§ **Source data**:
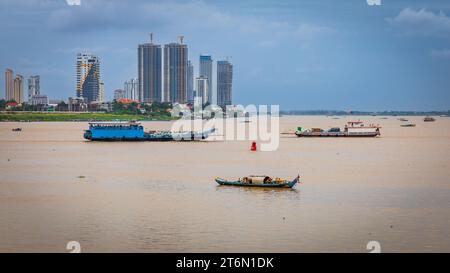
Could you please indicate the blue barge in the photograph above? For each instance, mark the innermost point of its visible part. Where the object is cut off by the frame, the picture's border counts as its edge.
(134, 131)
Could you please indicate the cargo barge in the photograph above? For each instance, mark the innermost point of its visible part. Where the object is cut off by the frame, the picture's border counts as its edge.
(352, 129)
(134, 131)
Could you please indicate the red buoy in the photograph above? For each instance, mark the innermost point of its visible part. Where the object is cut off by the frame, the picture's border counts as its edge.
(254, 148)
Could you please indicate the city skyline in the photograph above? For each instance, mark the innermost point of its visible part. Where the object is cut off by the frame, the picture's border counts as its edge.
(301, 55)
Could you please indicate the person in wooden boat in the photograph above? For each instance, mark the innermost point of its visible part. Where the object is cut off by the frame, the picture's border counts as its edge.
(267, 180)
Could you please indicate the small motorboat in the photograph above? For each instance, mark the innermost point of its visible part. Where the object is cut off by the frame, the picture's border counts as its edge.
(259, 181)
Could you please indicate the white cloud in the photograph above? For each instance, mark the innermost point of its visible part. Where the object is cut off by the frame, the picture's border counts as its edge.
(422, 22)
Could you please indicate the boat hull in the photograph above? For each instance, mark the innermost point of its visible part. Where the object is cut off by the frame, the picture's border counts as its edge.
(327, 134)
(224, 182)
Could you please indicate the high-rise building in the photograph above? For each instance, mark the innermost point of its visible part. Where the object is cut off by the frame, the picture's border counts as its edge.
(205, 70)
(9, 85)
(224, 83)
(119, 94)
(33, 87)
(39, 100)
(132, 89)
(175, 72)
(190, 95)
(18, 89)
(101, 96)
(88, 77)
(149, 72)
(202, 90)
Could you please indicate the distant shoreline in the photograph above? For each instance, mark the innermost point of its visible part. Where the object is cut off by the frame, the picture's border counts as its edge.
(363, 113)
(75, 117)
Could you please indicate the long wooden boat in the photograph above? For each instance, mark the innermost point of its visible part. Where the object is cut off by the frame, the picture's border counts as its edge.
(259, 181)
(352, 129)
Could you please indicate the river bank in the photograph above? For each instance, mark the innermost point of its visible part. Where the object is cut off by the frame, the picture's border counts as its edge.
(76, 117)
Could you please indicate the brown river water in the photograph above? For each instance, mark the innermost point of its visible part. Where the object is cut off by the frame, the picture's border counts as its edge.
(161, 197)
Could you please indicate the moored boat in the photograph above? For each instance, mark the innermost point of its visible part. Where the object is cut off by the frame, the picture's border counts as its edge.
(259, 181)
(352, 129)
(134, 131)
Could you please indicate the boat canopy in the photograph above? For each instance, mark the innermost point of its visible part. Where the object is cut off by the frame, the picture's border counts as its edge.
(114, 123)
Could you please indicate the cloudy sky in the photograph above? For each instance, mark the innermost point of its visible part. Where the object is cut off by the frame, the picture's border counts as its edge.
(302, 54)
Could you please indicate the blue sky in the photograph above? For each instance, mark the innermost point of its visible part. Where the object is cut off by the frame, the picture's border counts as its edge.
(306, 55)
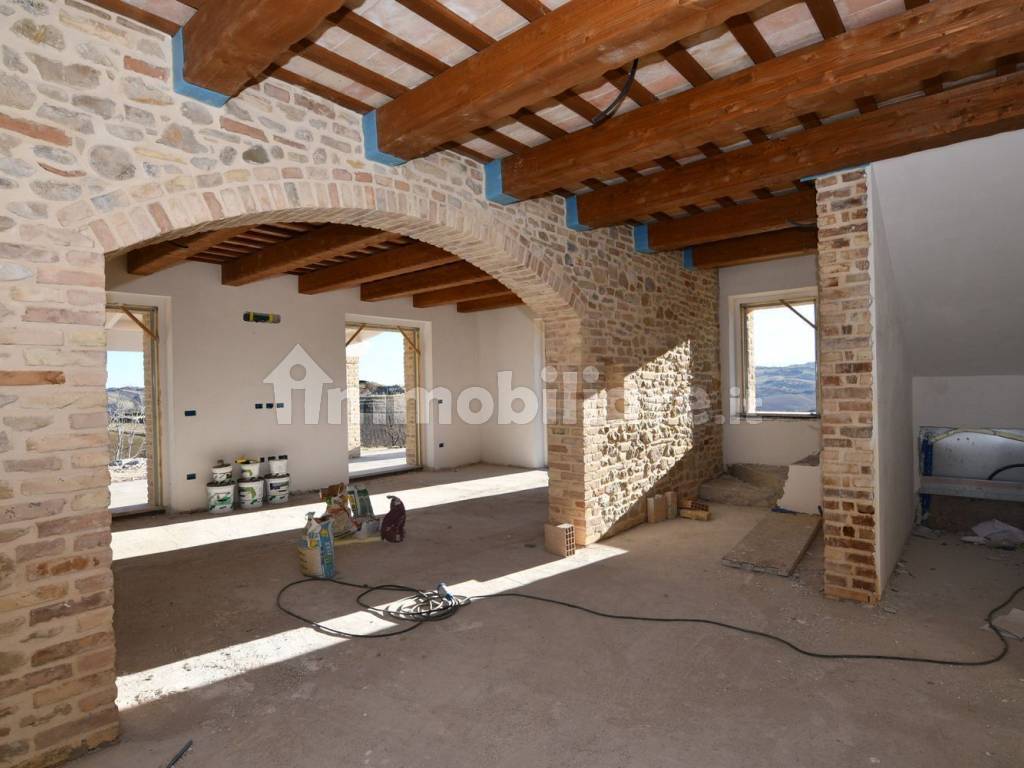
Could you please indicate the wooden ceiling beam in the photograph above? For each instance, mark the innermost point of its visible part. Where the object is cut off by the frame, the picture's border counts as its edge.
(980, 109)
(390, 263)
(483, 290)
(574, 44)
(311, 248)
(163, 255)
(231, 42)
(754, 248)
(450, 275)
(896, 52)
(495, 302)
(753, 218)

§ **The problem**: Each record above has to be written out again in full, but its pictures must not be.

§ **Output for this task**:
Could you please indicate the blue barge in the photograph above? For each instance, mark the innermost point of its visible part. Where the object is cut off by the frame, the picture's border counts as its edge.
(134, 131)
Could you please indicate the cargo barge in the photograph above? For each instance, mark the innermost point of its visible part. Where the object is cut off by the frame, the picture's border counts as its edge.
(352, 129)
(134, 131)
Could you please indicate the red buoy in the photograph above? For each instance, mark the innermost point of its visible part. Where the object is cut off by the frame, the picture's border counts as its edge.
(254, 148)
Could you please indicate the city skyline in the photograph above? For each instance, mark the innermost point of its visible part. Where the object is cut off by the frame, the picture's border counts as its edge.
(301, 55)
Could you please indicate the person in wooden boat in the photograph above? For each instance, mark the innermost point of its visible part. Where the object is cut off by the frame, the picture's border counts as its edge.
(267, 180)
Could you please indicate the small motorboat in the photograph above? For each instance, mark the innermost point of its visible part. Where the object is cut off by the frame, the picture's border counts as its edge.
(259, 181)
Could you please indicate the white cloud in the photograph above? For each instance, mark the innermost point of its visible part. Where the object is cut off by the frame, the picture's border counts as its edge.
(422, 22)
Could you please indicate the boat hull in the photograph above? For each instance, mark the innermost point of its visible part. Where the object is cut off by the frame, the picture's border counts as its edge.
(327, 134)
(224, 182)
Could you please indicate the high-rise building in the photograph above? For each instance, mark the innermost point of its visible part. Where the object is cut off by the frame, the picture's border counts as its edge.
(205, 70)
(9, 85)
(224, 83)
(119, 94)
(33, 87)
(39, 100)
(132, 89)
(175, 72)
(190, 95)
(18, 89)
(101, 96)
(88, 77)
(149, 72)
(202, 90)
Could you please indicate the distant shoreline in the photograph above? For each instance, mark the innermost point of its visible part. Where the object is cut off by the frame, the picture's border counts as its edge.
(363, 113)
(75, 117)
Could you please indicate the long wooden boat in the photograph above? For each instance, mark the innermost point of its visible part. Where the object is cut off by the frame, the picture's border counts as its edge.
(259, 181)
(352, 129)
Could you please indicate the river bank in the photograph above? For each instance, mark the innermost point of its visible part. Where the object is cut off by the frame, the picture's border counts as its edge.
(76, 117)
Could you please indicate the brown river water in the photograph above? For each instance, mark the innermost point of its visible part. Where the object is cut off by the frame, the picture's border counts as its edge.
(161, 197)
Could you please indicate the moored boat in the photograph above? For each instance, mark the innermost point of its visible part. Where the object is cut off by the frame, the picture's border counts as its edge.
(259, 181)
(352, 129)
(134, 131)
Could you please indicate the boat canopy in the photograph above? For each instance, mark the innermost point of its visible part. Where the object is cut off by the frame, the picture's border counts as its edge.
(114, 123)
Could you please indicate the cloudy sky in the photograph above? For each instance, mark the innermost point of its visible part. Where the object is cut off by the frame, the picture's border counts as its edge.
(302, 54)
Could you please indicate the blue sky in the photograph above? For each instance, mark the innermost point of its visible part. Where the object is cut off by the frame, the picture's border counts as its edge.
(306, 55)
Could you please indicate the wooden ceiling beam in the photograph above? For each instance, mark the innermost point of its visible part. Where the object is cut off by the frame, the picture's border counts as its edge.
(980, 109)
(390, 263)
(483, 290)
(574, 44)
(311, 248)
(163, 255)
(231, 42)
(754, 248)
(450, 275)
(896, 52)
(495, 302)
(753, 218)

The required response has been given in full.